USN ships avoid the problem by jettisoning the reactor to the sea bottom (gulp!).

No commercial reactors currently utilise gravity cooling. Although 2 gravity cooled designs have been licensed and several plants are under construction in the US.

The problem with these gravity cooled designs, is that gravity only serves to remove heat from the core, into the containment building. You still have to remove the heat from the containment building. The current designs only offer 72 hours of cooling for the building itself before additional cooling needs to be provided (both designs are similar in that they have a roof tank of water which is allowed to spray onto the building skin to cool it - but this is limited due to weight) - but cooling the building is a lot easier than cooling the reactor (you can just top up the spray tank, or if you can't get up there, then spray the building with fire trucks or water cannons).

There is a limit to the strength of earthquakes, and equally, it is possible to design pipework and pumps to very high levels of strength (expensive, but it can be done). The Japan earthquake had a peak acceleration of about 0.5 g, and the total energy was very close to the absolute maximum earthquake energy possible on earth. As it is, nuclear plants already have numerous redundant top-up systems designed to cope with pipe-breaks of various sizes. The difficulty has been making them passive, and most designs have only relatively limited passive top-up capability - hence, there are valves on every pipe, which can be closed if needed, and multiple redundant pathways.

Really, the solution is to take far more care if building dangerous plants in earthquake prone areas, to ensure that you have designed for the 'maximum possible' event, not just the maximum in living memory.

> [Data]:
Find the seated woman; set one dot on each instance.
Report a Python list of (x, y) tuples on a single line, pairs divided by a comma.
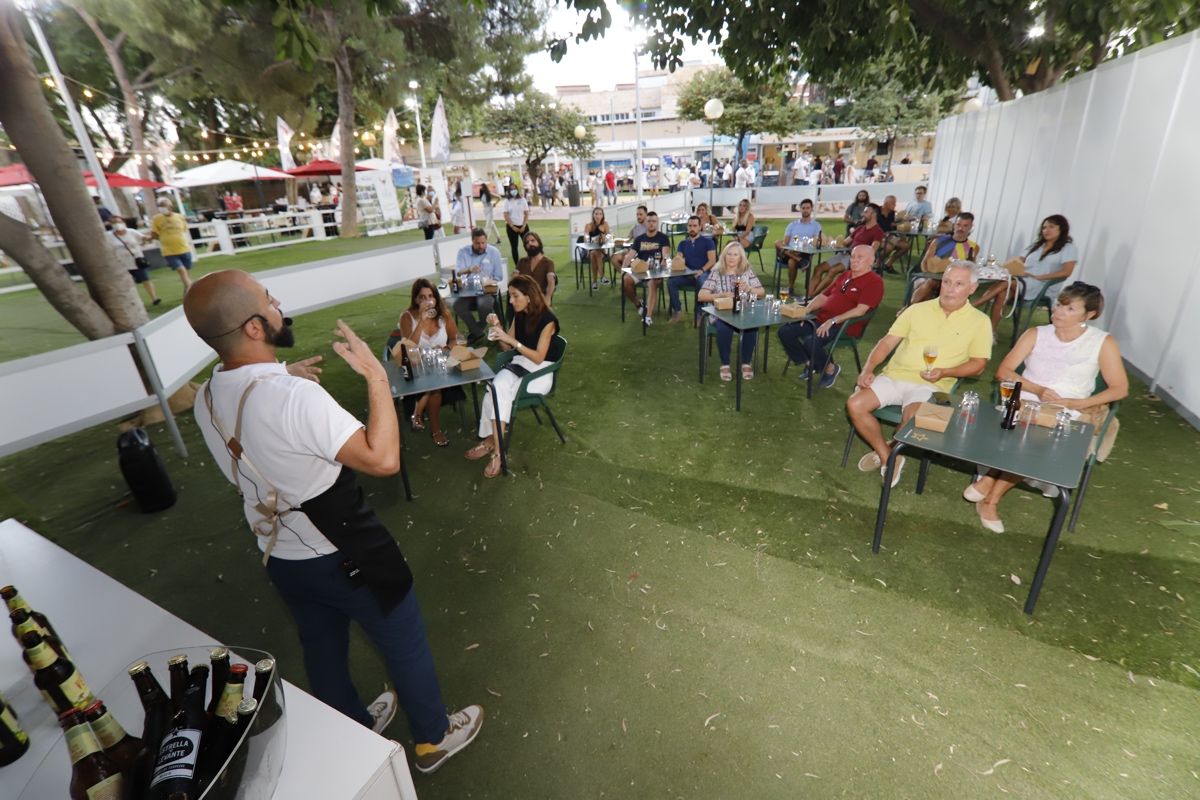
--
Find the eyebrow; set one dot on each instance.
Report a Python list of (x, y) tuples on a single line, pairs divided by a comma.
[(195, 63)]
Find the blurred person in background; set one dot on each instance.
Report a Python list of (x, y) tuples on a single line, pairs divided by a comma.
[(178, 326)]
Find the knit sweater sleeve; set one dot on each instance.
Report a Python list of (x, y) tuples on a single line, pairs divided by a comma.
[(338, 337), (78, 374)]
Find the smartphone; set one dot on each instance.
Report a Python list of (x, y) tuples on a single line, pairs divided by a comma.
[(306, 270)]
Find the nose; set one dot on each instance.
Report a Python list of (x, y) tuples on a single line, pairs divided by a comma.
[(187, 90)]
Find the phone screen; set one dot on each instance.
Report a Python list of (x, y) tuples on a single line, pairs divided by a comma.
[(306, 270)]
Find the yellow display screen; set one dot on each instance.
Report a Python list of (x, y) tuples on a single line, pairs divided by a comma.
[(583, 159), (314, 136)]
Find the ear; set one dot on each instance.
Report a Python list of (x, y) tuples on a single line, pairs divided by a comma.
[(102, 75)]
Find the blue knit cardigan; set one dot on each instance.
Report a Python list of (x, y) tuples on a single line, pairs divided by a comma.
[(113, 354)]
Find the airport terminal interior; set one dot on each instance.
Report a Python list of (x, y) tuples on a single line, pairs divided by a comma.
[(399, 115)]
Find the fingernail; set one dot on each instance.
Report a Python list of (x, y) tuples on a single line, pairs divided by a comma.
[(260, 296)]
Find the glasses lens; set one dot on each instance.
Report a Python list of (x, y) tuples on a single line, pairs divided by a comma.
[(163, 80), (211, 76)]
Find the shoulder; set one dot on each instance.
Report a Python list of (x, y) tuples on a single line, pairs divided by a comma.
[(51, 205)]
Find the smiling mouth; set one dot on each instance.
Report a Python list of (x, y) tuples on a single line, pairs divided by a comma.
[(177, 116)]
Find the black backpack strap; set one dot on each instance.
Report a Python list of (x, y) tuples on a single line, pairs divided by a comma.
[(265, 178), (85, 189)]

> [Directive]: Transcribe the passage on nuclear reactor cooling and earthquake design word for word.

> [Reply to the task]:
USN ships avoid the problem by jettisoning the reactor to the sea bottom (gulp!).

No commercial reactors currently utilise gravity cooling. Although 2 gravity cooled designs have been licensed and several plants are under construction in the US.

The problem with these gravity cooled designs, is that gravity only serves to remove heat from the core, into the containment building. You still have to remove the heat from the containment building. The current designs only offer 72 hours of cooling for the building itself before additional cooling needs to be provided (both designs are similar in that they have a roof tank of water which is allowed to spray onto the building skin to cool it - but this is limited due to weight) - but cooling the building is a lot easier than cooling the reactor (you can just top up the spray tank, or if you can't get up there, then spray the building with fire trucks or water cannons).

There is a limit to the strength of earthquakes, and equally, it is possible to design pipework and pumps to very high levels of strength (expensive, but it can be done). The Japan earthquake had a peak acceleration of about 0.5 g, and the total energy was very close to the absolute maximum earthquake energy possible on earth. As it is, nuclear plants already have numerous redundant top-up systems designed to cope with pipe-breaks of various sizes. The difficulty has been making them passive, and most designs have only relatively limited passive top-up capability - hence, there are valves on every pipe, which can be closed if needed, and multiple redundant pathways.

Really, the solution is to take far more care if building dangerous plants in earthquake prone areas, to ensure that you have designed for the 'maximum possible' event, not just the maximum in living memory.